(Stored data entries)

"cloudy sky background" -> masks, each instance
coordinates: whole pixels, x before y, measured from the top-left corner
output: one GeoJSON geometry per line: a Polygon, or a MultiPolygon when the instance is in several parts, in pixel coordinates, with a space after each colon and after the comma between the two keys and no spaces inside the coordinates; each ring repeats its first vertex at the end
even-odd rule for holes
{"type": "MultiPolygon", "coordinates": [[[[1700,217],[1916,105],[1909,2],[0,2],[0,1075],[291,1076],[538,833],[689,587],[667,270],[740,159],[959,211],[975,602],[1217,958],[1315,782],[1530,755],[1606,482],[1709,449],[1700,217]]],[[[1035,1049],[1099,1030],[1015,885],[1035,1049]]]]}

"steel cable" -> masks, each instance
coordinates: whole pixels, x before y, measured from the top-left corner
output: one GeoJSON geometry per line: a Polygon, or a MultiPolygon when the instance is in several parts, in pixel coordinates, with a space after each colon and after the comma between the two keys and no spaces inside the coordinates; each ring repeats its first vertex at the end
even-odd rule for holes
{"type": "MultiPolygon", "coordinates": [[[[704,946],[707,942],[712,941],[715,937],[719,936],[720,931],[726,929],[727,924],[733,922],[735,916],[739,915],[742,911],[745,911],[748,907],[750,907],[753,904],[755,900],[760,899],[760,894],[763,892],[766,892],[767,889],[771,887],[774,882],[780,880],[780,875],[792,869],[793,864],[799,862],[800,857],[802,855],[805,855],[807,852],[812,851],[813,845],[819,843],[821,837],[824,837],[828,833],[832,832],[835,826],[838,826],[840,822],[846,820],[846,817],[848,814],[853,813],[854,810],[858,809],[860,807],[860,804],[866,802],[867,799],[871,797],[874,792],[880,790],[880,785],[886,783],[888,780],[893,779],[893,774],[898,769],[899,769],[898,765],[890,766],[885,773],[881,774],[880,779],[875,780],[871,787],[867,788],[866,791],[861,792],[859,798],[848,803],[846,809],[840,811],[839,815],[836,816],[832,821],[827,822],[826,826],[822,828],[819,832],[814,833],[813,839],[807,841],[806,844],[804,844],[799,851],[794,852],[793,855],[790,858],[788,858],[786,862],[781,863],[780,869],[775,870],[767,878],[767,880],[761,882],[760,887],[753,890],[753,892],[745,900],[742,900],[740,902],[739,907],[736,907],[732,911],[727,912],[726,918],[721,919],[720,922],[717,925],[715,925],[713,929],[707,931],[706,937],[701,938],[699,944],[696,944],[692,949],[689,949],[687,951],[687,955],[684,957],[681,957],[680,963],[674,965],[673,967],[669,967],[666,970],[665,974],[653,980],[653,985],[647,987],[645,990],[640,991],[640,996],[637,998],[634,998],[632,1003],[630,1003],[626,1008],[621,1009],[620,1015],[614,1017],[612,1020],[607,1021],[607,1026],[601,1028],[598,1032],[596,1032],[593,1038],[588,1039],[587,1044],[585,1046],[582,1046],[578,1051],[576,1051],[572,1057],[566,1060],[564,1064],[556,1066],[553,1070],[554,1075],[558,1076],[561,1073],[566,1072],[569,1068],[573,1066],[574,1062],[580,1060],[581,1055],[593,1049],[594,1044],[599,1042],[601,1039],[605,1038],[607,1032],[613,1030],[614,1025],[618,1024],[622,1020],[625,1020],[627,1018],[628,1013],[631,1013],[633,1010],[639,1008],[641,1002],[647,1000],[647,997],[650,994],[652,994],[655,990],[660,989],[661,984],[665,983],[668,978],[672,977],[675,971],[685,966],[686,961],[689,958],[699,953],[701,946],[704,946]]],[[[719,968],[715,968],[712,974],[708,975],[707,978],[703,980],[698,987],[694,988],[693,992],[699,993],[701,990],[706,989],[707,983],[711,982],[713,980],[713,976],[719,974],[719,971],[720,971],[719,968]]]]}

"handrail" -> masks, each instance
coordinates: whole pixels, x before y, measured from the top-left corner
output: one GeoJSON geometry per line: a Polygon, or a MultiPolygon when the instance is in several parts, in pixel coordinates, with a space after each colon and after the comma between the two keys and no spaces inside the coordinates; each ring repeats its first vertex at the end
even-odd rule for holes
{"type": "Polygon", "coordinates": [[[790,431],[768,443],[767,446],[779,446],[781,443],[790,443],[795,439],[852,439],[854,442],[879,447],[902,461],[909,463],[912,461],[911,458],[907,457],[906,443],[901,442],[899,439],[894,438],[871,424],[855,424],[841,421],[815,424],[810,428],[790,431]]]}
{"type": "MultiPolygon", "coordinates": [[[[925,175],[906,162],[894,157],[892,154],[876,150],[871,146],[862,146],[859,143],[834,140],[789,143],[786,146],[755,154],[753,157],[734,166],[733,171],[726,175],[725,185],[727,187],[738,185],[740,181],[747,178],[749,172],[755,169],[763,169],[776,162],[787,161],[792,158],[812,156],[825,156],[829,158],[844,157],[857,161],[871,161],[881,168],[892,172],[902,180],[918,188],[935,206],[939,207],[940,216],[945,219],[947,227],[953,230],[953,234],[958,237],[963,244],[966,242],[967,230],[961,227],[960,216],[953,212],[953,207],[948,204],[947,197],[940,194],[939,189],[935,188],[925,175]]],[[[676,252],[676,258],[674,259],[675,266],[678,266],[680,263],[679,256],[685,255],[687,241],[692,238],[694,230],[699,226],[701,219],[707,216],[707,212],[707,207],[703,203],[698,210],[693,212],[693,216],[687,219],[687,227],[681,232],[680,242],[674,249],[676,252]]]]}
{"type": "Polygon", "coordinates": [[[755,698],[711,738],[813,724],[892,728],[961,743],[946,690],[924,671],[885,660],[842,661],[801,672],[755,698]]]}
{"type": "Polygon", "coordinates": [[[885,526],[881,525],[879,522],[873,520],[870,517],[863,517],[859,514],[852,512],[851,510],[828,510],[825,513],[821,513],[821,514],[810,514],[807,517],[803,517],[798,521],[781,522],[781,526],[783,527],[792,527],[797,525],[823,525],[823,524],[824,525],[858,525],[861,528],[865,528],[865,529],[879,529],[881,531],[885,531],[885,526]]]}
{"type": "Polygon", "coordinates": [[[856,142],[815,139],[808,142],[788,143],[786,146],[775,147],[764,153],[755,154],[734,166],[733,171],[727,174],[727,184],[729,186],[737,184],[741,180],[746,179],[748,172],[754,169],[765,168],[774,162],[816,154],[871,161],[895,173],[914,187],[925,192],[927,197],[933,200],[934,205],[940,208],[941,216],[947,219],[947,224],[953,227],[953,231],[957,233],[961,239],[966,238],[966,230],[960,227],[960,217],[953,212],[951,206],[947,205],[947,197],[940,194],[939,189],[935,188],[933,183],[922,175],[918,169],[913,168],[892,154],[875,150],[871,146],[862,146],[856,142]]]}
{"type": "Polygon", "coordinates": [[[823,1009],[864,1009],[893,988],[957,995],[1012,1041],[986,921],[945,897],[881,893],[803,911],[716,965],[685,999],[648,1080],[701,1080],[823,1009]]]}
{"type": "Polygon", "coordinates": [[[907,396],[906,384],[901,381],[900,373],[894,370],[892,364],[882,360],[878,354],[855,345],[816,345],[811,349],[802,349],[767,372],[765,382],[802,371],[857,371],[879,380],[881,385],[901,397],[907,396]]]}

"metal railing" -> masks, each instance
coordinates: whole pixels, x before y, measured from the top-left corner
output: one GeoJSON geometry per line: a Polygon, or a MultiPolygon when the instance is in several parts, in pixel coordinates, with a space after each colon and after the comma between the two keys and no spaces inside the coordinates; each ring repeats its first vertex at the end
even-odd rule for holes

_Work item:_
Every line from above should appear again in the answer, exactly as written.

_Answer to this exercise:_
"cloudy sky background" -> masks, each instance
coordinates: whole pixels, x before y, measured from the top-left corner
output: one GeoJSON geometry per line: a Polygon, or a MultiPolygon when the instance is in several parts, in pixel coordinates, with a space after each colon and after the comma between the two keys and no spaces inside the coordinates; each ring repeats its first vertex at the end
even-odd rule for holes
{"type": "MultiPolygon", "coordinates": [[[[1700,217],[1916,105],[1909,2],[0,2],[0,1075],[291,1076],[538,833],[689,587],[667,270],[740,159],[959,211],[975,602],[1217,958],[1315,782],[1530,755],[1606,482],[1709,449],[1700,217]]],[[[1035,1049],[1099,1030],[1015,885],[1035,1049]]]]}

"steel cable" -> masks, each instance
coordinates: whole pixels, x before y, measured from the top-left corner
output: one GeoJSON geometry per line: a Polygon, or a MultiPolygon when the instance is in several parts, in pixel coordinates, with a space after each colon and after the comma between the two keys and no spaces inside the coordinates; each ring repeats its first vertex at the end
even-odd rule for holes
{"type": "MultiPolygon", "coordinates": [[[[704,946],[707,942],[712,941],[715,937],[719,936],[720,931],[726,929],[727,924],[733,922],[735,916],[739,915],[742,911],[745,911],[748,907],[750,907],[753,904],[755,900],[760,899],[760,894],[763,892],[766,892],[767,889],[771,887],[774,882],[780,880],[780,875],[792,869],[793,864],[799,862],[800,857],[802,855],[805,855],[807,852],[812,851],[813,845],[819,843],[821,837],[824,837],[828,833],[832,832],[835,826],[838,826],[840,822],[846,820],[846,817],[848,814],[853,813],[854,810],[858,809],[860,807],[860,804],[866,802],[867,799],[871,797],[874,792],[880,790],[880,785],[886,783],[888,780],[893,779],[893,774],[898,769],[899,769],[898,765],[890,766],[885,773],[881,774],[880,779],[875,780],[871,787],[867,788],[866,791],[861,792],[859,798],[848,803],[846,809],[840,811],[839,815],[836,816],[832,821],[827,822],[826,826],[822,828],[819,832],[814,833],[813,839],[807,841],[806,844],[804,844],[799,851],[794,852],[793,855],[790,858],[788,858],[786,862],[781,863],[780,869],[775,870],[767,878],[767,880],[761,882],[760,887],[753,890],[753,892],[745,900],[742,900],[740,902],[739,907],[736,907],[732,911],[727,912],[726,918],[721,919],[720,922],[717,925],[715,925],[713,929],[707,931],[706,937],[701,938],[699,944],[696,944],[692,949],[689,949],[687,951],[687,955],[684,957],[681,957],[680,963],[674,965],[673,967],[669,967],[666,970],[665,974],[653,980],[653,985],[647,987],[645,990],[640,991],[640,996],[637,998],[634,998],[632,1003],[630,1003],[626,1008],[621,1009],[620,1015],[614,1017],[612,1020],[607,1021],[607,1026],[601,1028],[598,1032],[596,1032],[593,1038],[588,1039],[587,1044],[585,1046],[582,1046],[578,1051],[576,1051],[572,1057],[566,1060],[564,1064],[556,1066],[553,1070],[554,1075],[558,1076],[561,1073],[566,1072],[569,1068],[573,1066],[574,1062],[580,1060],[581,1055],[593,1049],[594,1044],[599,1042],[601,1039],[605,1038],[607,1032],[613,1030],[614,1025],[618,1024],[622,1020],[625,1020],[627,1018],[628,1013],[631,1013],[633,1010],[639,1008],[641,1002],[647,1000],[647,997],[650,994],[652,994],[655,990],[660,989],[661,984],[665,983],[668,978],[672,977],[675,971],[685,966],[686,961],[689,958],[699,953],[701,946],[704,946]]],[[[719,968],[715,968],[712,974],[708,975],[707,978],[703,980],[698,987],[694,988],[693,992],[699,993],[701,990],[706,989],[707,983],[711,982],[713,980],[713,976],[719,974],[719,971],[720,971],[719,968]]]]}

"handrail" -> masks, each instance
coordinates: whole pixels, x before y, measured from the top-left corner
output: one GeoJSON geometry per line: a Polygon, or a MultiPolygon when the instance is in several parts, in pixel coordinates, with a space after each colon and after the comma between the two keys and no spaces inside the coordinates; each ring repeats its first vertex at the end
even-odd rule for holes
{"type": "Polygon", "coordinates": [[[790,431],[768,443],[767,446],[779,446],[781,443],[790,443],[795,439],[852,439],[854,442],[879,447],[902,461],[909,463],[912,461],[911,458],[907,457],[906,443],[901,442],[899,439],[894,438],[871,424],[855,424],[841,421],[815,424],[810,428],[790,431]]]}
{"type": "MultiPolygon", "coordinates": [[[[925,175],[906,162],[894,157],[892,154],[876,150],[871,146],[862,146],[859,143],[834,140],[789,143],[786,146],[755,154],[753,157],[734,166],[733,171],[726,175],[725,185],[727,187],[738,185],[740,181],[747,178],[749,172],[755,169],[763,169],[776,162],[787,161],[792,158],[812,156],[825,156],[829,158],[844,157],[857,161],[871,161],[881,168],[892,172],[902,180],[918,188],[935,206],[939,207],[940,216],[945,219],[947,227],[953,230],[953,234],[958,237],[963,244],[966,242],[967,230],[961,227],[960,216],[953,212],[953,207],[948,204],[947,197],[940,194],[939,189],[935,188],[925,175]]],[[[676,252],[676,258],[674,259],[675,266],[678,266],[680,263],[679,256],[685,255],[687,241],[692,238],[694,230],[699,226],[701,219],[707,216],[707,212],[707,207],[703,203],[698,210],[693,212],[693,216],[687,219],[687,227],[681,232],[680,242],[674,249],[676,252]]]]}
{"type": "Polygon", "coordinates": [[[755,698],[711,738],[813,724],[892,728],[961,743],[946,690],[924,671],[885,660],[842,661],[801,672],[755,698]]]}
{"type": "Polygon", "coordinates": [[[885,526],[881,525],[879,522],[873,520],[870,517],[863,517],[859,514],[852,512],[851,510],[828,510],[825,513],[821,513],[821,514],[810,514],[807,517],[803,517],[798,521],[781,522],[781,526],[783,527],[792,527],[797,525],[823,525],[823,524],[824,525],[858,525],[861,528],[865,528],[865,529],[879,529],[881,531],[885,531],[885,526]]]}
{"type": "Polygon", "coordinates": [[[856,142],[815,139],[808,142],[788,143],[786,146],[775,147],[764,153],[755,154],[734,166],[733,171],[727,174],[727,184],[729,186],[737,184],[741,180],[746,179],[748,172],[754,169],[765,168],[774,162],[816,154],[871,161],[895,173],[914,187],[925,192],[927,197],[933,200],[934,205],[940,208],[941,216],[947,219],[947,224],[953,227],[953,231],[957,233],[961,239],[966,238],[966,230],[960,227],[960,217],[953,212],[951,206],[947,205],[947,197],[940,194],[939,189],[935,188],[933,183],[922,175],[918,169],[913,168],[892,154],[875,150],[871,146],[862,146],[856,142]]]}
{"type": "Polygon", "coordinates": [[[823,1009],[864,1009],[893,988],[957,995],[1012,1041],[986,921],[945,897],[881,893],[803,911],[716,965],[685,999],[648,1080],[701,1080],[823,1009]]]}
{"type": "Polygon", "coordinates": [[[907,396],[906,384],[901,381],[900,373],[894,370],[892,364],[882,360],[878,354],[855,345],[816,345],[811,349],[802,349],[767,372],[765,382],[802,371],[857,371],[879,380],[881,385],[901,397],[907,396]]]}

"metal railing" -> masks, each instance
coordinates: whole pixels, x before y, measured from the top-left corner
output: one GeoJSON geometry per line: a Polygon, or a MultiPolygon when the instance is in several parts, in pixel coordinates, with a space after each colon and after the comma between the two keys and no spaces inside the coordinates; each ring repeats its first vertex at the end
even-odd rule for holes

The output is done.